-- begin Given text --

It's easy for people to bucket you in with certain finance tropes and for me to accept those categorizations. People want to assume my brain works like "omg money - it's never enough" or "woe is me I was abused as a child and have self esteem issues so I throw myself into work." But neither is true. It's that I have to hyperfocus on things naturally and it's just less bad that it is work than other things, so I naturally threw myself into work. 

I attribute myself leaving lucrative roles in the past mostly to me not having enough self-understanding to realize how these mental health issues led me to struggle professionally, build up a lot of anger, then eventually engage in self-destructive behavior (like Juuling, drinking, pushing away others in close relationships). To be clear, my work itself was always excellent, but I struggled emotionally because I blamed my lack of balance on my employers when in reality it had nothing to do with this.

If I was to put my attention into toy trains or something fucking weird, I probably could but it would eventually take up everything in my life. But it's almost like something has to monopolize my attention and the least bad place for it to go in a capitalist society is into work. A lot of neurodiverse people commit suicide because life is honestly hard if your interest happens to be weird shit that doesn't pay well. In my case, I'm lucky that I have a tiny bit more control over where my attention goes than a classically autistic person, but I still unfortunately have this issue where my attention is almost always monopolized by just a few things. 

It also wasn't a straightforward case of anxiety/depression or poor self-esteem, so I don't think it was properly understood by healthcare professionals for at least a decade (mostly because gifted/successful neuro-diverse people are very rare. having a unique brain isn't correlated with intelligence and the mental health issues that come out of that present differently than a classic case that doesn't come with high intelligence). 

 

Found this really interesting and relatable to me. When a new show or season of something I like comes out, or a video game or a current obsession (right now it's chess), I'm all in and obsessed. I could do it endlessly. In banking, I was pretty hyper focused but now on the entrepreneurial start up side for a REPE firm, I lack motivation or focus and sometimes remembering key numbers or details (part of this may be deal info overload).

I also recently confirmed I have OCD which explains part of the obsessive nature and have been working on that and taking Vyvanse for the ADD/ADHD which some days barely helps. I am also terrible at responding to texts and remembering random chores. How did you learn to refocus your attention and motivation / memory?

 

I've seen your posts here before and am in a somewhat similar situation. I was trying to return to this space (on the quant side) after working in tech for several years and getting some recruiter interest. However, there is almost no demand for experienced people who are not PMs, in both the hedge funds and prop places. The pay is not an issue and I know they pay fresh graduates much more than what I get. It seems experience is a bigger problem than age, since I know several friends from my academic research circles who are older but have less experience and got hired easily. For better or worse, academic experience doesn't "count" against you the way finance or tech experience does. I did some interviews but got a clear sense they wanted someone more junior who had no prior knowledge of the space.

Actually, even in tech it's hard to find a new role if you have over 10 years of experience but are not in management, which most will never reach. Managers will often refuse to interview you at that point. High level, non-management roles rarely open up and they want very specific experience that you have to match exactly.

-- end Given text --

▸ Prompt: Decide whether each statement agrees with the posts on attention and finance careers, answering yes or no and quoting the deciding words: 1. The author of the opening post describes their work itself as always excellent. 2. The person who mentions Vyvanse names video games as the current obsession. 3. The person returning to the quant side finds age a bigger problem than experience. The listing after this text is not needed.

-- begin Information supplied --

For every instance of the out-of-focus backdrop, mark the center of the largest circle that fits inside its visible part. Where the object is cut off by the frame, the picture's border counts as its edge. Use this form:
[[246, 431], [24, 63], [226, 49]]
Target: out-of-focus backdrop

-- end Information supplied --

▸ Complete response:
1. Yes: "my work itself was always excellent"
2. No: "right now it's chess"
3. No: "It seems experience is a bigger problem than age"